▸ **Exercise**
Omit every picture and return the rest of the data unaltered.

▸ **The data**
--- START ---

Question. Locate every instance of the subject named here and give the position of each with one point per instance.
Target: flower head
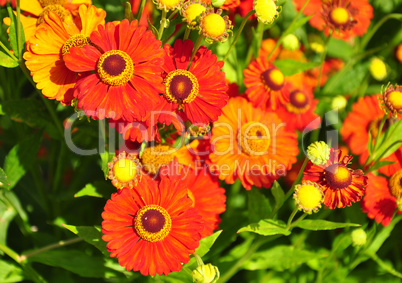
(252, 145)
(308, 196)
(266, 11)
(341, 185)
(124, 170)
(126, 64)
(318, 152)
(214, 27)
(152, 227)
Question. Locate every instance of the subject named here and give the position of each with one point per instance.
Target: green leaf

--- END ---

▸ **Output of the task**
Question. Locate every instance of the subject named here and give the position of each with one point per instance.
Target: flower head
(252, 145)
(308, 196)
(266, 11)
(341, 185)
(124, 170)
(126, 64)
(318, 152)
(214, 27)
(152, 227)
Question. Locate every instance of the subject named here and give the position of each with one point per instance.
Target: green leaf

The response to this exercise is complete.